> Given passage:
<<<<

Recent retirements of coal- and gas-fired plants have left a gap in the generating fleet for PJM — the country’s largest regional transmission organization, spanning 13 states and Washington, D.C. — that wind and solar plants (many stuck in permitting and interconnection delays) have yet to fill. Add to that a projected 2% increase in peak demand, analysts say, and you’ve got a recipe for high prices.
To that end, PJM will offer record-high payments to power plant operators for the capacity they agree to maintain next delivery year. Producers across the region can expect to earn $269.92 per megawatt if they commit to being available during predetermined times, with prices in certain locations reaching as high as $466.35 per megawatt-day. Grid operators hope this will encourage the construction of new generating assets.
PJM’s quagmire is also a warning to other transmission organizations and independent system operators navigating a clean energy transition in the face of rising electricity demand. The bottom line? “PJM didn’t prepare for an energy transition we all saw coming,” said Jon Gordon, the director of clean energy trade group Advanced Energy United.

>>>>

> Set tasks:
1. Copy the passage on PJM's power shortfall word for word, starting with "To that end, PJM" and going on through "new generating assets.".
2. Locate every line in the records below that contains the string "cloud", and copy each such line. Case counts.

> Data excerpts:
<<<<

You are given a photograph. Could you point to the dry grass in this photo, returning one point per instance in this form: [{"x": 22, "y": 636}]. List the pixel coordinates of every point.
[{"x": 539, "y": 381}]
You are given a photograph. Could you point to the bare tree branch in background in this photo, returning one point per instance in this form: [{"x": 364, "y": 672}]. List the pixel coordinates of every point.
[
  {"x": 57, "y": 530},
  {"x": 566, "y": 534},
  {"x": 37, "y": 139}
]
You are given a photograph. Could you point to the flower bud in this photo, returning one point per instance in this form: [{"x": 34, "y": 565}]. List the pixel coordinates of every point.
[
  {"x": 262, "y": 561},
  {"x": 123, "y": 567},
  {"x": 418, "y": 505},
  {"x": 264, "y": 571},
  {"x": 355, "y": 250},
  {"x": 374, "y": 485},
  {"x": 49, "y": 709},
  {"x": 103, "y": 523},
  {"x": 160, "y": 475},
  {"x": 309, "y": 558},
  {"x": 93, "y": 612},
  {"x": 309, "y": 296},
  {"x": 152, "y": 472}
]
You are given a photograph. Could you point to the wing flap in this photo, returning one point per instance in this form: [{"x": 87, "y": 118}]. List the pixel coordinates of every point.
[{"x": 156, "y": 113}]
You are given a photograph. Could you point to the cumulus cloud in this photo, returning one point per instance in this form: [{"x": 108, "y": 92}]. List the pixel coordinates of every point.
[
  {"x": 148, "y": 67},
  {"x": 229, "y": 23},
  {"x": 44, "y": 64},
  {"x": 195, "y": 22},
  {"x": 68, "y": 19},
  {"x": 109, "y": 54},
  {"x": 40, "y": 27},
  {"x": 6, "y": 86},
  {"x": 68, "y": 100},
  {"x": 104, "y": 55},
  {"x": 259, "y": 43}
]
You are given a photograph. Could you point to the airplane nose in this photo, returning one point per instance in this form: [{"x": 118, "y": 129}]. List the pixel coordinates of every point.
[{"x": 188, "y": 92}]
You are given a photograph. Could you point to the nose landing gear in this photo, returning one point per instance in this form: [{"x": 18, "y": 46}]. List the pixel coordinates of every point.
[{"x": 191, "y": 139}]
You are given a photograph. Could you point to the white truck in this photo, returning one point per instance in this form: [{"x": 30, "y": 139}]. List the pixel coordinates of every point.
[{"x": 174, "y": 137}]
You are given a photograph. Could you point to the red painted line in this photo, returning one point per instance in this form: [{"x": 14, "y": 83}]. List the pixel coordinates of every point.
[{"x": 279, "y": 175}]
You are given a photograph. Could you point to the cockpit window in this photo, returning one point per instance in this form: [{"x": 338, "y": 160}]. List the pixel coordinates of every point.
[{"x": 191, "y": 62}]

>>>>

> Results by task:
1.
To that end, PJM will offer record-high payments to power plant operators for the capacity they agree to maintain next delivery year. Producers across the region can expect to earn $269.92 per megawatt if they commit to being available during predetermined times, with prices in certain locations reaching as high as $466.35 per megawatt-day. Grid operators hope this will encourage the construction of new generating assets.

2.
You are given a photograph. Could you point to the cumulus cloud in this photo, returning one point per instance in this form: [{"x": 108, "y": 92}]. List the pixel coordinates of every point.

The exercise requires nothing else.